## TASK GOAL
Swap "put one point on" for "place a single dot on" in every item below, and leave all other wording unchanged.

(Collected data entries)
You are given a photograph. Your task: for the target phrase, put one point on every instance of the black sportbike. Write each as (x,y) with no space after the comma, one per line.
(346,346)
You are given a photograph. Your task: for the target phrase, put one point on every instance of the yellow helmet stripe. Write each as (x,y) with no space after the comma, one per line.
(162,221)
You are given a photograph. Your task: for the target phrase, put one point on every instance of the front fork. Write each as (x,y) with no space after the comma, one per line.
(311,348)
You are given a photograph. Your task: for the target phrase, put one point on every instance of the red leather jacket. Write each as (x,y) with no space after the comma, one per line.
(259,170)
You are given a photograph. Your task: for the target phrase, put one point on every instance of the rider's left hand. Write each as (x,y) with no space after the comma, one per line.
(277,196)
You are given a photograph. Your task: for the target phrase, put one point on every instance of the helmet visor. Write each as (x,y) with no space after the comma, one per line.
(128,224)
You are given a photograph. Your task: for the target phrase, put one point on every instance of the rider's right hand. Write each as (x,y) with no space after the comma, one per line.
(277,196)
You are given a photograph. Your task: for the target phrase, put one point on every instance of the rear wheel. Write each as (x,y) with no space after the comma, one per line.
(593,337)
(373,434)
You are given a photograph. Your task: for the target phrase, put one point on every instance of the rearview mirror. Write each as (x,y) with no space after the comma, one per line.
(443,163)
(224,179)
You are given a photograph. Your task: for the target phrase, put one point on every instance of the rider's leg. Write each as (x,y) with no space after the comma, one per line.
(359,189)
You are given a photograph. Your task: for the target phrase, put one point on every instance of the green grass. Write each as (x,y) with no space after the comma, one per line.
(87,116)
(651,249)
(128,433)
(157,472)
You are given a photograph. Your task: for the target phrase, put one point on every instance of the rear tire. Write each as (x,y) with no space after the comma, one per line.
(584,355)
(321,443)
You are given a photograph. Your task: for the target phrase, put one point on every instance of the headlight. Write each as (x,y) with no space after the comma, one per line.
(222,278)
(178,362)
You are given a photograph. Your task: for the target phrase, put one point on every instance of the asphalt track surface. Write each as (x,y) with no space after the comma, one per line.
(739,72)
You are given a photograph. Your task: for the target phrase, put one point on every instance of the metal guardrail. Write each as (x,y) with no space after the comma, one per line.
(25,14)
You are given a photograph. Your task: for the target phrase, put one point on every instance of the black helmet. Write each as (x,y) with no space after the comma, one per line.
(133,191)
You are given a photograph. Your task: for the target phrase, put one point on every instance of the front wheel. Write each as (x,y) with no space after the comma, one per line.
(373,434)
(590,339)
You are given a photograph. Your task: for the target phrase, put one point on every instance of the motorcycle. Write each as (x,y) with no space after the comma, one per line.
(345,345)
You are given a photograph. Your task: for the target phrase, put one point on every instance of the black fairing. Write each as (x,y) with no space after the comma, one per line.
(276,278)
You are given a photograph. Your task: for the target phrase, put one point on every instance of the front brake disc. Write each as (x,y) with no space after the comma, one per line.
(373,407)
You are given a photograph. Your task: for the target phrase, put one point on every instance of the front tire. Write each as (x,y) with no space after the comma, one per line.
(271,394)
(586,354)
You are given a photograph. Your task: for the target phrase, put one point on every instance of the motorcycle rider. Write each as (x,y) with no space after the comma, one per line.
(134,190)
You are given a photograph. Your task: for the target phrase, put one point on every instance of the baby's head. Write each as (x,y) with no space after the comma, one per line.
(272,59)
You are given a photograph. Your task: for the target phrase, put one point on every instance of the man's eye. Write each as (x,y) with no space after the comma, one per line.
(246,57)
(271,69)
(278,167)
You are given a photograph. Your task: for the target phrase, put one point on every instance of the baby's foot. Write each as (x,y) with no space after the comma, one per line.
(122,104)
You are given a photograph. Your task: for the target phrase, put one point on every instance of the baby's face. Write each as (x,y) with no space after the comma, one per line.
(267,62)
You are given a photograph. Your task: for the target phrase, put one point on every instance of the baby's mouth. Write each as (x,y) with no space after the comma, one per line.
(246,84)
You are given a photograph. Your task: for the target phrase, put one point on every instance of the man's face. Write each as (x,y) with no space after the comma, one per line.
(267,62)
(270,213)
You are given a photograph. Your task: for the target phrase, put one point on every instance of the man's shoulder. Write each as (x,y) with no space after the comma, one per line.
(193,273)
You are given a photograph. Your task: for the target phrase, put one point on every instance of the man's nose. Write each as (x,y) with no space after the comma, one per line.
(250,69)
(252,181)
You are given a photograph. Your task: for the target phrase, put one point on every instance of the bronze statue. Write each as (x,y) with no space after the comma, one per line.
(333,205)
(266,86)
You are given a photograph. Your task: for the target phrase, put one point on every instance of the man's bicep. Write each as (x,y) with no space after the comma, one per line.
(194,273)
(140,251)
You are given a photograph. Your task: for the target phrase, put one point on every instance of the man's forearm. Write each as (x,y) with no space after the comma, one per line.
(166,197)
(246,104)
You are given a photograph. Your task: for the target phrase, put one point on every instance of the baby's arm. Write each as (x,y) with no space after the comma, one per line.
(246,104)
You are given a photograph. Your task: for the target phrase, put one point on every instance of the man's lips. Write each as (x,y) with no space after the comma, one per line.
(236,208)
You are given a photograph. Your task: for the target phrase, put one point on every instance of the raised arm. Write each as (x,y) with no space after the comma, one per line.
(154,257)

## ANSWER TO THIS PROBLEM
You are given a photograph. Your task: for the target phrase, place a single dot on every instance of the black sportbike. Write each as (x,y) with no space after the comma, one per line.
(346,346)
You are given a photograph. Your task: for the target phrase, place a single dot on every instance of the yellow helmet stripe. Write each as (x,y) with no space after the comma, one per line.
(162,221)
You are given a photograph. Your task: for the target phrase, place a single dot on every instance of the front fork. Write each as (x,y) with no space after the comma, one per line.
(311,348)
You are given a photograph. Your task: for the target phrase, place a single dot on every instance of the red leather jacket. Write each as (x,y) with no space after the comma, one per line.
(259,170)
You are given a photograph. Your task: for the target phrase, place a single dot on every instance of the rider's left hand. Write each as (x,y) with no space after the comma, one per line.
(277,196)
You are given a photograph. Your task: for the target phrase, place a single dot on every instance of the helmet visor. Write each as (x,y) with no space after the comma, one per line.
(128,224)
You are given a photograph. Your task: for the target phrase, place a single dot on every instance of the rider's right hand. Write each as (x,y) with no space after the comma, one per line.
(277,196)
You are given a photograph. Your task: for the target phrase, place a single dot on every instance of the rear wheel. Write each as (x,y) with no space after the comma, one per line.
(593,337)
(373,434)
You are given a photograph. Your task: for the target phrase, place a single dot on every instance of the rearview mirror. Write each as (x,y) with no space after the comma, one per line.
(443,163)
(224,179)
You are given a photograph. Your task: for the target phrase, place a single dot on every instance of the rider's leg. Write each as (x,y) with no space after the comma, one per line.
(359,189)
You are given a photograph. Your task: for the target phrase, place a single dot on every instance of the green grass. Write each as (x,y) with no space after the comma, one per line.
(87,116)
(651,249)
(128,433)
(157,472)
You are given a photograph. Your task: for the target phrase, place a single dot on every instance of the rear tire. Write each as (x,y) with no space after the comma, one per line.
(584,355)
(321,443)
You are given a photograph. Your task: for the target phrase, place a single dot on every instance of the headlight. Write each as (x,y) with no space after the comma, one per line.
(222,278)
(178,362)
You are given a photograph. Your task: for the target phrase, place a single dot on every instance of the asphalt track surface. Write each as (x,y) with no space after the comma, one per line.
(739,72)
You are given a photograph. Your task: for the target phrase, place a single dot on every instance of the metal guardrail. Write each as (x,y) with no space after the comma, one per line.
(25,14)
You are given a photograph. Your task: for the target phrase, place a single dot on every instance of the black helmet. Write each as (x,y) with no space after the comma, one per line.
(133,191)
You are given a photograph. Your task: for the target phrase, place a single dot on every instance of the front wheel. Write each as (x,y) with no space after the comma, one per line.
(373,434)
(590,339)
You are given a photograph. Your task: for the target phrase, place a single dot on every instance of the motorcycle. Write each as (x,y) with no space after the comma, one per line.
(345,345)
You are given a photograph. Your task: for the target phrase, place a single dot on every instance of the black fairing. Write each as (x,y) with no space after the comma, one per line.
(276,278)
You are given a photograph. Your task: for the target phrase, place a single dot on every instance of the front brake disc. Write each as (x,y) with no space after the comma, one per line.
(373,407)
You are given a photograph. Your task: for the target phrase, place a single dot on every instance of the front tire. Write each as (x,y) with no space after the comma, one per line.
(271,394)
(586,354)
You are given a photograph. Your task: for the target phrase, place a single dot on every instance of the motorcycle rider. Write each as (x,y) with no space after the comma, one per line.
(134,190)
You are given a photograph. Your task: for the target phrase, place a single dot on every instance of the baby's head. Write each as (x,y) with no space after the comma, one per line.
(272,59)
You are given a photograph. Your task: for the target phrase, place a single dot on every instance of the man's eye. Write each as (x,y) with no space after the comma, one per line.
(246,57)
(271,69)
(278,167)
You are given a photograph. Your task: for the target phrase, place a single dot on every instance of the baby's foot. Write each as (x,y) with no space after the comma, one per line.
(122,104)
You are given a photograph. Your task: for the target phrase, place a single dot on every instance of the baby's face. Write each as (x,y) with no space after the comma, one per line.
(267,62)
You are given a photograph. Your task: for the target phrase, place a single dot on every instance of the baby's mouth. Write each as (x,y) with no space after the comma, one per line.
(246,84)
You are given a photograph. Your task: for the target phrase, place a single dot on every instance of the man's face. Write each as (x,y) with no space after the comma, one per line.
(267,62)
(270,213)
You are given a photograph. Your task: for the target phrase, place a single dot on every instance of the man's shoulder. Write each as (x,y) with no space after the comma, one per line.
(193,273)
You are given a photograph. Your task: for the target phrase, place a single dot on every instance of the man's nose. Write each as (x,y) with no space after the comma, one per line.
(250,69)
(252,181)
You are given a photograph. Your task: for the target phrase, place a single dot on every instance of the bronze statue. Write each as (x,y) with no space after the comma, one per line.
(333,205)
(266,86)
You are given a photograph. Your task: for the target phrase, place a single dot on every instance of the man's bicep. Write each as (x,y) with no space after the comma, one per line.
(194,273)
(140,251)
You are given a photograph. Your task: for the target phrase, place a single dot on every instance of the man's forearm. Write each as (x,y) with no space after the comma, one per line.
(166,197)
(246,104)
You are given a photograph. Your task: for the target phrase, place a single dot on every instance of the baby's arm. Write each as (x,y) with no space after the comma, one per line.
(246,104)
You are given a photograph. Your task: for the target phrase, place a single dot on every instance of the man's lips. Write each as (x,y) with no space after the comma, one per line.
(236,208)
You are given a photograph. Your task: for the target phrase, place a single dot on every instance of the raised arm. Write each as (x,y) with no space after the comma, one per line.
(154,257)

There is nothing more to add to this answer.